▶ [WHAT IS BEING ASKED]
Line by line, retype the data exactly as it is given.

--- PROVIDED RECORDS ---

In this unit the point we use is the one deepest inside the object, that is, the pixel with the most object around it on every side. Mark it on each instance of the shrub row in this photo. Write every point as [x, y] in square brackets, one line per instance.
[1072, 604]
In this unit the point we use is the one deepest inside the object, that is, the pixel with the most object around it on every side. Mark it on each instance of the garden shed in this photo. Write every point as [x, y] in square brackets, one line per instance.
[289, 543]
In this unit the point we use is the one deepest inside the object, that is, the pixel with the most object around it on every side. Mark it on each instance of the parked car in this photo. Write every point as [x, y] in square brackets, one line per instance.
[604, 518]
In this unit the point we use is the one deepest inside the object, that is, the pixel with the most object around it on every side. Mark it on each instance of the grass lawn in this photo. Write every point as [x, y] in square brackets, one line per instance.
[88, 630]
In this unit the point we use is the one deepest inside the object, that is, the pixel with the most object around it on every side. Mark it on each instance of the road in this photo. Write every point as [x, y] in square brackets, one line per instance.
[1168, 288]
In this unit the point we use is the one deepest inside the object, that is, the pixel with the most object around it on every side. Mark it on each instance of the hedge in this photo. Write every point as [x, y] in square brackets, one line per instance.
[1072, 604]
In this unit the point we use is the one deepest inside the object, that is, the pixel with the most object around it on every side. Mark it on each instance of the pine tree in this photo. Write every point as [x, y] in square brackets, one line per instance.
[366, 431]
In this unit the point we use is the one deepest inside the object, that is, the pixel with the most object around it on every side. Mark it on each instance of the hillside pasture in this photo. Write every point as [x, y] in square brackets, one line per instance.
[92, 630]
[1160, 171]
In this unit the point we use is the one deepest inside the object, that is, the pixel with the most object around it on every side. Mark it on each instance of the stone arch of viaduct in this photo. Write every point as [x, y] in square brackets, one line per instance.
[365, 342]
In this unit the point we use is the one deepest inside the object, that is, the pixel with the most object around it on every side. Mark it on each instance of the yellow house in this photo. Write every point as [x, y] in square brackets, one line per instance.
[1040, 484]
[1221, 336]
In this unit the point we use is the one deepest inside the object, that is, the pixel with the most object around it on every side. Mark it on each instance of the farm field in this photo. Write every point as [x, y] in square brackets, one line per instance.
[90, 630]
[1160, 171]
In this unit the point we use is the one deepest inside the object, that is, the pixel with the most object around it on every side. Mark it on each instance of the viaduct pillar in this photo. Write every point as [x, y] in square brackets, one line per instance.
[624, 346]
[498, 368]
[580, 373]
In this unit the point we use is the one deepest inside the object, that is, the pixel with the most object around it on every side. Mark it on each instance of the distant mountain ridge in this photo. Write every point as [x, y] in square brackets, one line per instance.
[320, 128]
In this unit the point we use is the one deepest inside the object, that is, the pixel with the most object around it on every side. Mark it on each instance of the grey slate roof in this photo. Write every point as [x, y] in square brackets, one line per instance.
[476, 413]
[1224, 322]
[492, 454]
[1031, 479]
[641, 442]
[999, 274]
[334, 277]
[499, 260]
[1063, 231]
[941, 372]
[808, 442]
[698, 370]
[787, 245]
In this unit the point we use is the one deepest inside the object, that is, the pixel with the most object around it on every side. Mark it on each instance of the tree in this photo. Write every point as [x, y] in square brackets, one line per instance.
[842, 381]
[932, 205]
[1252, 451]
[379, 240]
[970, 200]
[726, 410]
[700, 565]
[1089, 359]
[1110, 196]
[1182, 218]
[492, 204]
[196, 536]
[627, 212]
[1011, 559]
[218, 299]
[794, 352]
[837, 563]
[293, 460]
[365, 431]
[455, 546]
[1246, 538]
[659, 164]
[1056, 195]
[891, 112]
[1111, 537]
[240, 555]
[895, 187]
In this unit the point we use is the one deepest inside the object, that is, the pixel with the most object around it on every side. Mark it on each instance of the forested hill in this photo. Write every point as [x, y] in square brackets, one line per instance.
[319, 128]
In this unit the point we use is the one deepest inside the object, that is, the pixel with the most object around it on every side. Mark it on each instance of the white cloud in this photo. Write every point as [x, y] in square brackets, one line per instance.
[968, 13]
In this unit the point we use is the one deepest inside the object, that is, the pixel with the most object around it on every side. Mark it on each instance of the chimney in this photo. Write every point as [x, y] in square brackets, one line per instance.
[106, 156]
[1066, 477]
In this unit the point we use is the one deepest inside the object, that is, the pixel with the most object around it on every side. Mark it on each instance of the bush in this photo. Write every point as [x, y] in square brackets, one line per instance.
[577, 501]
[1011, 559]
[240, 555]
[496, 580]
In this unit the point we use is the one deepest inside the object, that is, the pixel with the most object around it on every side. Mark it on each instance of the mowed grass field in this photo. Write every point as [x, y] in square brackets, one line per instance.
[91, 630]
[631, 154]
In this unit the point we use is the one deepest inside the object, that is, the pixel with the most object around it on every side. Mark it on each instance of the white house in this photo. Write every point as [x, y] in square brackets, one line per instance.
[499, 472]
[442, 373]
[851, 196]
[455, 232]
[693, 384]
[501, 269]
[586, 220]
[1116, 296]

---

▶ [TASK OUTPUT]
In this unit the point we use is the one deepest inside the object, that is, the pixel with the most object around it on every side. Mark it on each instance of the shrub row in this photo. Write every point as [x, y] in square brackets, one line per instance.
[1072, 604]
In this unit the point we use is the one deepest inside the object, that is, the pixel with the most object around it on every side. Mark it on each instance of the garden shed in this photo. Write every point as [x, y] in square brackets, one line per instance.
[289, 543]
In this unit the point we use is the one deepest inside the object, that is, the pixel with the most object around it on every side. Mark it on each instance of the parked car in this photo. Write every point as [x, y] in square brackets, one line per instance.
[604, 518]
In this unit the point we use is the one deepest inside the object, that is, the pixel with the most object around it on every side. Mark it on each instance of the grass lawn in this photo. Write every point as [x, y] in square brackets, one line per instance.
[88, 630]
In this unit the point we use is the one deepest inside the object, that is, the pixel with the most object around it on every side. Mark it on each instance of the road in this photo. Write every point as [x, y] in square brackets, one line per instance.
[1168, 288]
In this unit the point we use is the one deepest inside the object, that is, the pixel with the most object around it on every side. Mark it on each instance of the hedge in this photo. Write every point as [x, y] in square brackets, one line per instance.
[1072, 604]
In this unit the point we use is the one deepest inside the object, that is, the pixel with the most object around it on every side. Mark it on each instance of the pine tree in this photo. Write every point as [x, y] in square brackets, one line per instance.
[366, 431]
In this unit the point we use is the one deepest inside the object, that is, the pixel with the most object around it on every side. Mark it on each instance of the hillside pasture in this photo. Write every point as [x, y] in square brackets, one line per instance.
[92, 630]
[1160, 171]
In this unit the point we use is the one deepest inside the object, that is, the pixel with the most object around it on every side. Mark it on each instance of the stone arch of viaduct in this photo. Write every point as [x, y] in square brackets, one line per instance.
[365, 342]
In this unit the point we use is the one deepest inside the object, that is, the pixel with the most object around it on every side. Mark it on each instance of the yellow house in this photo. Write every point as [x, y] in square brackets, one line per instance.
[1040, 484]
[1221, 336]
In this unit the point we use is the one deepest inside the object, that is, the pixel with the most object around it on every side. Mark it on each instance of the farm field in this photo. Write every point as [x, y] in square brackets, one line per instance.
[90, 630]
[1160, 171]
In this unit the point we use is the one deepest inside the object, that is, the pixel with the most object around it on every side. Mark it on each instance of the viaduct pillar in this photo. Write every point as [x, y] in square brackets, one line per instance.
[624, 346]
[498, 368]
[580, 373]
In this unit the point we use is the one deepest inside the object, that is, the pixel with the most object around it on every side. Mark it on each instance of the distant mountain ridge in this photo. Write every point as [x, y] in square brackets, one line per instance.
[320, 128]
In this unit the point we use is the one deepest inside the object, that is, the pixel with the most object around it on every side. Mark it on each instance of the grey slate roof in this photo. Write every point as [x, y] in square brackets, one line per instance.
[476, 413]
[1224, 322]
[492, 454]
[1031, 479]
[641, 442]
[999, 274]
[334, 277]
[499, 260]
[1063, 231]
[941, 372]
[808, 442]
[698, 370]
[787, 245]
In this unit the point we use is the one deepest inside the object, that is, the pixel with the most object around it on every side. Mark it on each instance of the tree in this photo. Write every point as [x, y] in square brackets, one line per instance.
[842, 381]
[932, 205]
[1252, 451]
[379, 240]
[970, 200]
[726, 410]
[700, 565]
[1089, 359]
[1110, 196]
[1182, 218]
[492, 204]
[196, 536]
[627, 212]
[1011, 559]
[218, 299]
[794, 352]
[837, 563]
[293, 460]
[365, 431]
[455, 546]
[1246, 538]
[659, 164]
[1056, 195]
[891, 112]
[1111, 537]
[240, 555]
[895, 187]
In this unit the point we use is the one deepest inside the object, that is, the pixel with the most object around it on every side. Mark it on each instance of the forested hill in this photo. Write every point as [x, y] in square brackets, one line per instance.
[319, 128]
In this unit the point we use is the one deepest inside the object, that is, the pixel with the most object around it on every side. Mark it on each instance of the white cloud in this photo. Write every point as [x, y] in square brackets, one line per instance.
[968, 13]
In this unit the point we use is the one deepest inside the object, that is, the pixel with the most object around it on every side. Mark it on each instance of the chimney in this photo. Write every point as [x, y] in square brackets, one line per instance.
[106, 156]
[1066, 477]
In this unit the point we use is the one deepest inside the object, that is, the pixel with the most object around it on every side. Mark it on each instance of the bush in this photo. Write every point as [x, y] in square brackets, one line per instance.
[577, 501]
[1011, 559]
[240, 555]
[496, 580]
In this unit the point we use is the one deepest inside the object, that is, the pixel with the most object around it on every side. Mark it on each instance of the mowed grass field in this photo. Write every point as [x, y] in square brackets, one line per instance.
[91, 630]
[631, 154]
In this unit the point we use is the one deepest inside the object, that is, the pixel with the most object around it on every side. Mark it on each instance of the white house in this photo. Write every point as [x, y] in square brackets, one line per instance.
[499, 472]
[442, 373]
[851, 196]
[455, 232]
[693, 384]
[501, 269]
[586, 220]
[1116, 296]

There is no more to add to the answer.